_Exercise instructions_
From the Mary Gambale biography below, set down word for word the passage that begins at "American tennis player" and stops after "by Dally Randriantefy.".

_Source text_
:::::

Mary Gambale
- Country (sports): United States
- Born: December 18, 1988 (age 37) Winchester, Massachusetts
- Height: 5 ft 4 in (163 cm)
- Plays: Right-handed
- Prize money: $67,812

Singles
- Career record: 77–76
- Highest ranking: No. 226 (October 17, 2005)

Grand Slam singles results
- French Open: Q2 (2005)
- US Open: 1R (2005)

Doubles
- Career record: 19–43
- Career titles: 1 ITF
- Highest ranking: No. 403 (July 17, 2006)

= Mary Gambale =

American tennis player

Mary Gambale (born December 18, 1988) is an American former professional tennis player.

Gambale grew up in Winchester, Massachusetts and was coached by her father Bob. She played Junior Fed Cup tennis for the United States and was later used as a hitting partner for the senior team. After winning the USTA Girls 18s National Championships as a 16-year-old in 2005, Gambale received a wildcard into the main draw of that year's US Open, where she was beaten in the first round by Dally Randriantefy.

:::::

_Information provided_
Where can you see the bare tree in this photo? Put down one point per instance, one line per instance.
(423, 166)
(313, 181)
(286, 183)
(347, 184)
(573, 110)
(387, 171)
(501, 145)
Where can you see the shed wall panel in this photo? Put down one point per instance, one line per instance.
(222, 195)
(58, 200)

:::::

_Solution to this task_
American tennis player

Mary Gambale (born December 18, 1988) is an American former professional tennis player.

Gambale grew up in Winchester, Massachusetts and was coached by her father Bob. She played Junior Fed Cup tennis for the United States and was later used as a hitting partner for the senior team. After winning the USTA Girls 18s National Championships as a 16-year-old in 2005, Gambale received a wildcard into the main draw of that year's US Open, where she was beaten in the first round by Dally Randriantefy.